- **TEKSTFRAGMENT**:
================================
De republiek Tanzania is het grootste land in de oostelijke regio van Afrika. Qua oppervlakte is Tanzania net zo groot als België, Frankrijk en Duitsland samen! Het prachtige Tanzania ligt aan de Indische Oceaan, waar ook de eilanden Pemba en Zanzibar te vinden zijn. Tanzania is een populair vakantieland vanwege de safari’s waar je de “Big Five” kunt spotten, de hoge bergen met besneeuwde toppen en mooie bounty-stranden. In dit artikel delen we daarom de Top 4 mooiste bezienswaardigheden die je in Tanzania kunt bezoeken.
1. Serengeti Nationaal Park
Het Serengeti Nationaal Park is een van de grootste nationale parken in Tanzania en het park ligt voor een gedeelte ook in buurland Kenia. In het Serengeti Nationaal Park lopen miljoenen wilde dieren rond. De beste tijd om het Serengeti Nationaal Park te bezoeken is tussen oktober en mei, want in deze periode vindt de “great migration” plaats. Tijdens deze migratie jagen roofdieren namelijk gnoe’s (oftewel wildebeesten) en zebra’s achterna en deze tochten geven een adembenemend zicht op de grote aantallen dieren die in het park leven. Verder kun je in het Serengeti Nationaal Park ook onder andere cheeta’s en natuurlijk de Big Five (buffel, leeuw, luipaard, neushoorn en olifant) spotten. Wil je op rondreis in Tanzania dan is de Serengeti veruit het mooiste park om te bezoeken.
================================
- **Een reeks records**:
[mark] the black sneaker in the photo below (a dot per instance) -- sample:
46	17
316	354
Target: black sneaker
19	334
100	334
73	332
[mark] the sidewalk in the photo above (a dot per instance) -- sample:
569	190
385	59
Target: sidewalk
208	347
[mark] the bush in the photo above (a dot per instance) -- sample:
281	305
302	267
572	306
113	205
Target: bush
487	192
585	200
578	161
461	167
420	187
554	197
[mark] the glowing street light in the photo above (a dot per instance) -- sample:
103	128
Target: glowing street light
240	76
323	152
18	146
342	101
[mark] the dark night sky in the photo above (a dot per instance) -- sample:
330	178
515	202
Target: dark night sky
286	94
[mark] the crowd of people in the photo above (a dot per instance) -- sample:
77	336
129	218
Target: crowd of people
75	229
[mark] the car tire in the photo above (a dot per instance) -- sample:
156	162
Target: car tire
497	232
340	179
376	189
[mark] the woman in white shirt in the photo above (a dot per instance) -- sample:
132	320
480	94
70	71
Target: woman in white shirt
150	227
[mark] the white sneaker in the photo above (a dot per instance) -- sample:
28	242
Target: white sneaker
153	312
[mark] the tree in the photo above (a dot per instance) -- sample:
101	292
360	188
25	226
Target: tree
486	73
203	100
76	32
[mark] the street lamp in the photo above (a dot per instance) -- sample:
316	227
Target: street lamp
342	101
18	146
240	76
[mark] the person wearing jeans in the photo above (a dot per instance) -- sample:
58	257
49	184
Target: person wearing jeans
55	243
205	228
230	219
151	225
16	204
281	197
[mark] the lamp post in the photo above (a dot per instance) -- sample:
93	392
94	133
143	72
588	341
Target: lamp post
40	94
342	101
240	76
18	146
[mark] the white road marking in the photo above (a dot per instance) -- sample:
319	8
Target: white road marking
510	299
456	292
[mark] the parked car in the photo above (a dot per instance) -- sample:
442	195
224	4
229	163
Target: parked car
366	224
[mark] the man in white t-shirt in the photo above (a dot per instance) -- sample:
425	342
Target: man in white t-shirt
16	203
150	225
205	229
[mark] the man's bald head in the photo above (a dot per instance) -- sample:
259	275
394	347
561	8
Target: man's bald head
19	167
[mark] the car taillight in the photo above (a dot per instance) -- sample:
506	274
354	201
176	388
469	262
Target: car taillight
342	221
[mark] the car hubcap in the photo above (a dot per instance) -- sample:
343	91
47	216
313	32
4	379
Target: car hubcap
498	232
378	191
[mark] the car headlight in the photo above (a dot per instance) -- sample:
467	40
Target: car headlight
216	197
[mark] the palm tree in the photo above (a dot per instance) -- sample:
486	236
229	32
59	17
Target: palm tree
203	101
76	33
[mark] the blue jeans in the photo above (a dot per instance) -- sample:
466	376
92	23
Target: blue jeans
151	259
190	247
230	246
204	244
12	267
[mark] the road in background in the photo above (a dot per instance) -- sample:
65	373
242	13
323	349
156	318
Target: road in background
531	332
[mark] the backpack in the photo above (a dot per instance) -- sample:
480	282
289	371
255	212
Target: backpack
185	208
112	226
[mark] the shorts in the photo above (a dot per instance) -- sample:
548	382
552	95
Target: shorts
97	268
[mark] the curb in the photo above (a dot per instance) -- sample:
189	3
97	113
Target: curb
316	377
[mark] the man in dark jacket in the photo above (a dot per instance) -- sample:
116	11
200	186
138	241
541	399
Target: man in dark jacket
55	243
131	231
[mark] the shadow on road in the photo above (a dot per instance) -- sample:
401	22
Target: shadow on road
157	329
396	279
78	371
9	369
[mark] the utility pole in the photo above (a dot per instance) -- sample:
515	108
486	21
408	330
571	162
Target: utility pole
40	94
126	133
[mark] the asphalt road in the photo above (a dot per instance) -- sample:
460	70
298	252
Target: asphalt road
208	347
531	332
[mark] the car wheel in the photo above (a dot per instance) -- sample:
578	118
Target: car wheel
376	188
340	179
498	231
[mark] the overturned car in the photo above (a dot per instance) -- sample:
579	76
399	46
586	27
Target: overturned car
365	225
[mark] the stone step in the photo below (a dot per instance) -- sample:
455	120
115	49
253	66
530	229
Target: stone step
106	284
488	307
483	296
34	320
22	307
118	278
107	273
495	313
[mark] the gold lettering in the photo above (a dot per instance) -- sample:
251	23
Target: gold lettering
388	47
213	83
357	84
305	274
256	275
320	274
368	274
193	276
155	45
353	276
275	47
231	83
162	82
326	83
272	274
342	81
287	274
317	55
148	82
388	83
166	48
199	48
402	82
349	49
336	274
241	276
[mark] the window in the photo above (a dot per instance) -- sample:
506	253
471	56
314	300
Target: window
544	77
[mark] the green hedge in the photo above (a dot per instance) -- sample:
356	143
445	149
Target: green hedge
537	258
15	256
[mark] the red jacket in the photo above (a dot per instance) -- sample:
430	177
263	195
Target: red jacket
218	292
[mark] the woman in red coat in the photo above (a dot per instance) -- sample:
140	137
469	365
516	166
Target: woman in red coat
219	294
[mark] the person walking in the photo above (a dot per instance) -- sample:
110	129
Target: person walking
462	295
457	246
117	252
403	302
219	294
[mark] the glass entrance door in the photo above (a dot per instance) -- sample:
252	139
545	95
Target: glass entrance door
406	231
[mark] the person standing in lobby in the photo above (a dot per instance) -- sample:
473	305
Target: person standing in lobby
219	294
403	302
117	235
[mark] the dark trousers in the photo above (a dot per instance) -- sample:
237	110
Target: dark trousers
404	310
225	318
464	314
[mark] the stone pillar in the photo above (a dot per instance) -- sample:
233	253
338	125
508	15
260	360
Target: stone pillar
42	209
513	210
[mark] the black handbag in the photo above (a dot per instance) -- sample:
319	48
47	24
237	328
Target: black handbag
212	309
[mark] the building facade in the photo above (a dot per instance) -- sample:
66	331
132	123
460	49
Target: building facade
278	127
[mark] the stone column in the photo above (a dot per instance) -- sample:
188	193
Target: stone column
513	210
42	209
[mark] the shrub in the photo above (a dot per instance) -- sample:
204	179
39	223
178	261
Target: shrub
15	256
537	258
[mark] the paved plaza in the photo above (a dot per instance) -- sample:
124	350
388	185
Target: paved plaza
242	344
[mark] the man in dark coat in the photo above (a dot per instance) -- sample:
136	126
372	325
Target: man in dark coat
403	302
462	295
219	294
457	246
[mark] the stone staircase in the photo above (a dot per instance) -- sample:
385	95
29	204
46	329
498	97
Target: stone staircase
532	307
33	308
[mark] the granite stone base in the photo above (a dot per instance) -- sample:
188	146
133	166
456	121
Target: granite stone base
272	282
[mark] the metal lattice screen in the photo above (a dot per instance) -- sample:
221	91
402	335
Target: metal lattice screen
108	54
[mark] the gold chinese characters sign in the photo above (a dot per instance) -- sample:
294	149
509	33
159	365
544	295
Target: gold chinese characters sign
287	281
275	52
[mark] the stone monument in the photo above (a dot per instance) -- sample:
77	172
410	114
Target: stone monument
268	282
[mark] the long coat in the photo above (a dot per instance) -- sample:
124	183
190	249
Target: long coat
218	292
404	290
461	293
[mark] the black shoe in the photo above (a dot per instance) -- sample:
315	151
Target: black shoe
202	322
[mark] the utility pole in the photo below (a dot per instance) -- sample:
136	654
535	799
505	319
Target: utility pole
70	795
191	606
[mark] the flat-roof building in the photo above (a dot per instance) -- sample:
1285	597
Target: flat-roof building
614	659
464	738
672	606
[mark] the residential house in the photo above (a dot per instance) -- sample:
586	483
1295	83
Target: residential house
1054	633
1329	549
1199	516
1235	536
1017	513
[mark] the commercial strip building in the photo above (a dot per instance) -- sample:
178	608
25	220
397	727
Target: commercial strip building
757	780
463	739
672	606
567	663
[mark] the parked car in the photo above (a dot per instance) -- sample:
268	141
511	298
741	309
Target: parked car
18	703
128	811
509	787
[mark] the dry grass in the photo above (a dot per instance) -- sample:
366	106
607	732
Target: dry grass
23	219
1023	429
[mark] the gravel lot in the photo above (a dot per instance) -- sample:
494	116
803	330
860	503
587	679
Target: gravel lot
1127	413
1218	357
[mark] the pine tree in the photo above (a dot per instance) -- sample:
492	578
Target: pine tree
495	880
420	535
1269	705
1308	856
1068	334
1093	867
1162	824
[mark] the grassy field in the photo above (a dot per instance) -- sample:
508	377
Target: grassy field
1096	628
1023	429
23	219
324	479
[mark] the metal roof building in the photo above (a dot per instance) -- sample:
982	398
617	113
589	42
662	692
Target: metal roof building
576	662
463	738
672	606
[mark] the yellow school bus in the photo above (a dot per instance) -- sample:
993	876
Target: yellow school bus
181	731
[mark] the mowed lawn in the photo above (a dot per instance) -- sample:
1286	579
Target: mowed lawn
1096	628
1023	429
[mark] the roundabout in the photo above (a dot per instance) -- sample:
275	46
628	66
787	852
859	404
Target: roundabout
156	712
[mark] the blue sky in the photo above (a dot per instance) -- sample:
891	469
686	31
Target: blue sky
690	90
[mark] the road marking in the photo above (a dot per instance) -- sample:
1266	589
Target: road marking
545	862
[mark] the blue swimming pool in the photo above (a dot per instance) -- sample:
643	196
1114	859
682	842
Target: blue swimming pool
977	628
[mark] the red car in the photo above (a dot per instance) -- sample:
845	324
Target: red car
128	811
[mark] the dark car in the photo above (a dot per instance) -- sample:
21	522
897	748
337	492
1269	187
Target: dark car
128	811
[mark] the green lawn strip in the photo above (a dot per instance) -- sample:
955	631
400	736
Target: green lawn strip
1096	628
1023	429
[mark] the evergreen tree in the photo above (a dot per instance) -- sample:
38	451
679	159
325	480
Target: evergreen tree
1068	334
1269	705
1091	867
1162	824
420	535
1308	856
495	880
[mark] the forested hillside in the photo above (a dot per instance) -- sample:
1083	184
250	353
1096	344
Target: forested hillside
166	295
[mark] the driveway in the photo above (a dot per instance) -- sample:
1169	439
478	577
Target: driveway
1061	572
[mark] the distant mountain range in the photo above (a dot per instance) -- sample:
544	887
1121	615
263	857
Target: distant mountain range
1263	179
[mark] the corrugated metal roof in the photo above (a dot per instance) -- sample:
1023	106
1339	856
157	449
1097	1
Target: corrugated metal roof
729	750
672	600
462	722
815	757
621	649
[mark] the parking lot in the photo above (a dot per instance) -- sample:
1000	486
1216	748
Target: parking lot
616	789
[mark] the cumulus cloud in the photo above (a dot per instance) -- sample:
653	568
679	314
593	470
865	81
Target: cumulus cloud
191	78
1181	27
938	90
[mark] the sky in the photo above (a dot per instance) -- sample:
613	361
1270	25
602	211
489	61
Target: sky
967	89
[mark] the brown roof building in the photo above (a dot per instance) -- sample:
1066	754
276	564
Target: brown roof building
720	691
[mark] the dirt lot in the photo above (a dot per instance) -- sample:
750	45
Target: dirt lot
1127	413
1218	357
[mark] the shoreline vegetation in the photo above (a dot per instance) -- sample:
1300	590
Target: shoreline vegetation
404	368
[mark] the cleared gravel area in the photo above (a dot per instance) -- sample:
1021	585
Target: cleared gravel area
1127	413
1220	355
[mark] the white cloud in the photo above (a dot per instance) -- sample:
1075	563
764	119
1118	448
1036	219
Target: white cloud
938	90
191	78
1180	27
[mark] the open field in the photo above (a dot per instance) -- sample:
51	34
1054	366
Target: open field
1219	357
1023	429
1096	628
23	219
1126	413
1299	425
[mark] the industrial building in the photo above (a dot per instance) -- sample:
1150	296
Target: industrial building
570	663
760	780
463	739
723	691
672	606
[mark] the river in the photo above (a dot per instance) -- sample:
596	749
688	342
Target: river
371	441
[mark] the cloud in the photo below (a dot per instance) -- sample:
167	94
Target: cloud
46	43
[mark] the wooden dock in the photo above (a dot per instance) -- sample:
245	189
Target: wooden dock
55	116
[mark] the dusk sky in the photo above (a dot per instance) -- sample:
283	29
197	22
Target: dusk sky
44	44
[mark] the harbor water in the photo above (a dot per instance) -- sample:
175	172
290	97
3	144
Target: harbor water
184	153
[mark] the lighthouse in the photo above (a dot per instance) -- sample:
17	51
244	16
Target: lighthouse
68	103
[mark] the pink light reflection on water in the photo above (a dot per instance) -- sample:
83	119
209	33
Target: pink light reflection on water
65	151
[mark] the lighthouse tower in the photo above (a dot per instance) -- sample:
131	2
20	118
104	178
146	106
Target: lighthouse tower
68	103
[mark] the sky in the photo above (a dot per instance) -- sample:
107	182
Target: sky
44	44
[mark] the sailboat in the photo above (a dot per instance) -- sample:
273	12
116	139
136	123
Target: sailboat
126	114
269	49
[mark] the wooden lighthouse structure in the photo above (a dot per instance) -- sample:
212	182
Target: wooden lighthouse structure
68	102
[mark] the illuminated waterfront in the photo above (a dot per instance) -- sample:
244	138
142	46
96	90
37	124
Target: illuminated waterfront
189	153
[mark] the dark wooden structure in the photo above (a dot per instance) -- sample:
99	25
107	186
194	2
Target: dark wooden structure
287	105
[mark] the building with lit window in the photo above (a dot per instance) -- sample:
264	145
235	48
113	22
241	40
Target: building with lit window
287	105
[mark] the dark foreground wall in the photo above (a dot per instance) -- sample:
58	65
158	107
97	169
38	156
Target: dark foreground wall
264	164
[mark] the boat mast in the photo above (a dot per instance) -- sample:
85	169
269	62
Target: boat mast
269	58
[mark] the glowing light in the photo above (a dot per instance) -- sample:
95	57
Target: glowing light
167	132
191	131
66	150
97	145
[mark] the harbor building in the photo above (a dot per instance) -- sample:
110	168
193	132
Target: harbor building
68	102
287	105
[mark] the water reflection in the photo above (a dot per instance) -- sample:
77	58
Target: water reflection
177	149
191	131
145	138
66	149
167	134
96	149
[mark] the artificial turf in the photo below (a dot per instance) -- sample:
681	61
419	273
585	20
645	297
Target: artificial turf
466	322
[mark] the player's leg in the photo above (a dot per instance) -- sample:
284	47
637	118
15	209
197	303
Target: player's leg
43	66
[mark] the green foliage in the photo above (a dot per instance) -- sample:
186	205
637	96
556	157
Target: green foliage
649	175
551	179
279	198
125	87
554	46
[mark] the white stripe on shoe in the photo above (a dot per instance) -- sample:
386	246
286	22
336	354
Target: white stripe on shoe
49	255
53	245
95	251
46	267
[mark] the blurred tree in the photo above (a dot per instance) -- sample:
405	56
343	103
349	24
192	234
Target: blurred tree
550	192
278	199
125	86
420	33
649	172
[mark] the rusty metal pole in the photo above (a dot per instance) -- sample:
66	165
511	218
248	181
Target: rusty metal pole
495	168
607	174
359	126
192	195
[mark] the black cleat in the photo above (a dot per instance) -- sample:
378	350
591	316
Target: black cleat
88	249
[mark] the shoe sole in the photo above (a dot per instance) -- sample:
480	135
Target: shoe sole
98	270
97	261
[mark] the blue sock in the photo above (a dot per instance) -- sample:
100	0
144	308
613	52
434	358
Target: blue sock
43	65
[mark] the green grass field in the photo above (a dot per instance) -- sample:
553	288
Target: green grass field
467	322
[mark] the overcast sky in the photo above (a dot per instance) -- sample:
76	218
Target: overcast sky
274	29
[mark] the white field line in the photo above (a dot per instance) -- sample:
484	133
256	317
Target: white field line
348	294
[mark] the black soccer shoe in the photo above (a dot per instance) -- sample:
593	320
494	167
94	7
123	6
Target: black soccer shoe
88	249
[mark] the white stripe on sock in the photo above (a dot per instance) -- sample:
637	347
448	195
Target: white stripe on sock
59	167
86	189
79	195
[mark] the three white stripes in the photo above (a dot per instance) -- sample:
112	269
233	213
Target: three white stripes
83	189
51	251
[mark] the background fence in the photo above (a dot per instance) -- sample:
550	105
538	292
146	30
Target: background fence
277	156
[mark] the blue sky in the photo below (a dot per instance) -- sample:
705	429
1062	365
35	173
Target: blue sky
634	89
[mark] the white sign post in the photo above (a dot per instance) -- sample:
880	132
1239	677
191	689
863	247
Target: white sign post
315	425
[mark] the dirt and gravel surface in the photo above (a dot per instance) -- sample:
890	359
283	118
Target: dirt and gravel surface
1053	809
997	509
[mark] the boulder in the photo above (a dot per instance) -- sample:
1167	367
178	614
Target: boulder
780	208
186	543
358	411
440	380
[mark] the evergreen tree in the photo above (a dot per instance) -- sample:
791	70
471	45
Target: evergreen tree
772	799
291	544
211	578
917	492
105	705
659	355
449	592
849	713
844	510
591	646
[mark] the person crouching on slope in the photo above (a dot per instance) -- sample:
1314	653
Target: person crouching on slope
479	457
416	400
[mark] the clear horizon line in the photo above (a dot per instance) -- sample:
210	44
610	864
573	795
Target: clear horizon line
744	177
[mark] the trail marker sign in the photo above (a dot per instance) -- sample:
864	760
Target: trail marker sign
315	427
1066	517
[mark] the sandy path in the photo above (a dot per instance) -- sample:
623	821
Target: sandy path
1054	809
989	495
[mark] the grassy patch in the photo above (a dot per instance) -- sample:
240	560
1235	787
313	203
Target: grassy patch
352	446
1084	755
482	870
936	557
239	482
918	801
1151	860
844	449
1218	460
================================
- **OPDRACHTEISEN**:
a - Tussen welke maanden kun je volgens de tekst over Tanzania het Serengeti Nationaal Park het best bezoeken?
b - Welke dieren rekent de tekst over Tanzania tot de Big Five? Noem ze allemaal.
c - Typ een deel van de tekst over Tanzania letterlijk over: begin bij de woorden "De republiek Tanzania" en stop na "Tanzania kunt bezoeken.".

- **ANTWOORDEN PER OPDRACHT**:
a - Tussen oktober en mei.

b - Buffel, leeuw, luipaard, neushoorn en olifant.

c -
De republiek Tanzania is het grootste land in de oostelijke regio van Afrika. Qua oppervlakte is Tanzania net zo groot als België, Frankrijk en Duitsland samen! Het prachtige Tanzania ligt aan de Indische Oceaan, waar ook de eilanden Pemba en Zanzibar te vinden zijn. Tanzania is een populair vakantieland vanwege de safari’s waar je de “Big Five” kunt spotten, de hoge bergen met besneeuwde toppen en mooie bounty-stranden. In dit artikel delen we daarom de Top 4 mooiste bezienswaardigheden die je in Tanzania kunt bezoeken.